• INSTRUCTIONS TO FOLLOW: Find each line below that includes "protesters", then copy it.

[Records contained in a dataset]

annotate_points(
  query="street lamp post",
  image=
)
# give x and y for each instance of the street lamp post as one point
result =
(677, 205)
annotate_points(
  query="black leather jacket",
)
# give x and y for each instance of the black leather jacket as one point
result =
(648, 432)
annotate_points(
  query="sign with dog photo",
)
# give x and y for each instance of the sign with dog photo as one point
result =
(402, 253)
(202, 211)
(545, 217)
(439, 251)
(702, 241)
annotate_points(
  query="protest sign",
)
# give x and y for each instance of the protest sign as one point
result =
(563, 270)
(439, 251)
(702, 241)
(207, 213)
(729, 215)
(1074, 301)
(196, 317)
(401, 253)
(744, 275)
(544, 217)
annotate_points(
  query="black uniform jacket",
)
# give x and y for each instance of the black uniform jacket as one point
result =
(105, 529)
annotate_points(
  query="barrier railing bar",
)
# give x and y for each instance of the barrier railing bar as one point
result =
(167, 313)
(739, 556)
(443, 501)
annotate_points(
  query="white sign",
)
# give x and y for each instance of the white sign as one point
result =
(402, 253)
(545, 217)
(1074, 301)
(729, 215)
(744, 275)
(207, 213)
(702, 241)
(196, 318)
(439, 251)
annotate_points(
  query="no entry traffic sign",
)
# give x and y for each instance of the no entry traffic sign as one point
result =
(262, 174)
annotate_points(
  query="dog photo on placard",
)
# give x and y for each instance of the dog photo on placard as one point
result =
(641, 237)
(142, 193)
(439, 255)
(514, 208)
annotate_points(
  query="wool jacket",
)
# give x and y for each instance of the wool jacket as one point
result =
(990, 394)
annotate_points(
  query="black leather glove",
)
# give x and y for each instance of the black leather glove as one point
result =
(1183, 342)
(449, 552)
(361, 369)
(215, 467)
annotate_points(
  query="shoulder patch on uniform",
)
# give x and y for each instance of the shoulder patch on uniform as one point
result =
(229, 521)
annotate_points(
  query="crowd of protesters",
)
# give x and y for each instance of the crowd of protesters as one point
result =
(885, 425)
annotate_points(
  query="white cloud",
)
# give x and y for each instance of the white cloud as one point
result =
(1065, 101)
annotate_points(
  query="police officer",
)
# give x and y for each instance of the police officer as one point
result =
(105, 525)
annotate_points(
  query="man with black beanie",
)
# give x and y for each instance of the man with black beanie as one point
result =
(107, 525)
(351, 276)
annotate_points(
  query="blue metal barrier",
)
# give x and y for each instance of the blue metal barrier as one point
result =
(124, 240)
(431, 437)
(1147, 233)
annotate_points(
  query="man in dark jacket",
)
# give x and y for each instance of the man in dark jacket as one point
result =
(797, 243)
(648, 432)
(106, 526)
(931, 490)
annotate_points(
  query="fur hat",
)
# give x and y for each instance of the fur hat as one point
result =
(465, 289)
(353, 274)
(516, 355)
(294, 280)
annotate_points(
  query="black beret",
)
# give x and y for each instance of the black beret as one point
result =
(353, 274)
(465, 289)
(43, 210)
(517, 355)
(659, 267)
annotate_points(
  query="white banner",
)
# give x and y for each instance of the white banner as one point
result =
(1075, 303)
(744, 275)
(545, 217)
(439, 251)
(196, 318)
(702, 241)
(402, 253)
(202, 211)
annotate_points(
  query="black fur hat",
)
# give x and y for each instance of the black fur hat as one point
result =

• RESULT OF THIS TASK:
  query="crowd of protesters",
# give x and y for each instance of the crowd of protesters as one point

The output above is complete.